[Exercise data]
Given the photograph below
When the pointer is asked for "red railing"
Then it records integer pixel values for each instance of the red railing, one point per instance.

...

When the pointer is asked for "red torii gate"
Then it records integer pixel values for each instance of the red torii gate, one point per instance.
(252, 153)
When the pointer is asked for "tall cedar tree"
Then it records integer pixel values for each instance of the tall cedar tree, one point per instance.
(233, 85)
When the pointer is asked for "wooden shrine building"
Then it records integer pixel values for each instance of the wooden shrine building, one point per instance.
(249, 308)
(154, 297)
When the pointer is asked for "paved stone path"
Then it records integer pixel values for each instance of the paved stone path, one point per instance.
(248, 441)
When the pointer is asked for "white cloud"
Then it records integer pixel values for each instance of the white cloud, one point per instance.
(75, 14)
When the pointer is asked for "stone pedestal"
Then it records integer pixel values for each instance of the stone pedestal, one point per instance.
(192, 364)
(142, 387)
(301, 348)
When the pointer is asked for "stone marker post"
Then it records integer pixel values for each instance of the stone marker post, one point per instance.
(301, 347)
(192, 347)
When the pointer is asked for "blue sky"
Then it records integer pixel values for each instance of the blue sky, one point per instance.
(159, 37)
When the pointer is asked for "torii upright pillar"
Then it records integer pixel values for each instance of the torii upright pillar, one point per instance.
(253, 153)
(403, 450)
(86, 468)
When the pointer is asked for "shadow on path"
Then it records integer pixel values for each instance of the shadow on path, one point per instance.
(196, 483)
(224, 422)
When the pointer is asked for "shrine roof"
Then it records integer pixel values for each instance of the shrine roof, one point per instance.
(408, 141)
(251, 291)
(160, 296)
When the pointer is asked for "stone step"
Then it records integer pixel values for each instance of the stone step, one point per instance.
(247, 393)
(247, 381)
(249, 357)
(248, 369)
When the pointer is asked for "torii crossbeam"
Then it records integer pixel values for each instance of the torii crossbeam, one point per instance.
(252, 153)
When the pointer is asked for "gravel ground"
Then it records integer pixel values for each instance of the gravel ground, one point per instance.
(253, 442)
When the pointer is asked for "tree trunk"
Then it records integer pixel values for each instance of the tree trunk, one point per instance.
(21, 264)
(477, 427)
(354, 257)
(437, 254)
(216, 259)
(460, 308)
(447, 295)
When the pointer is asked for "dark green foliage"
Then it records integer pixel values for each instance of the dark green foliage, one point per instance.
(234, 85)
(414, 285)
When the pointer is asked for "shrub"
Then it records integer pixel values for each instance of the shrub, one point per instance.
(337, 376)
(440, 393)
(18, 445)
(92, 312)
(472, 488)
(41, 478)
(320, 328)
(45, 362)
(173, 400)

[Assignment] After locating the line holding "Given the photograph below" above, output exactly that line and every line after it through the line holding "railing, one point per instance.". Include nothing else.

[Written response]
Given the photograph below
When the pointer is asked for "red railing"
Then it records integer pixel values for each instance of the red railing, one point per instance.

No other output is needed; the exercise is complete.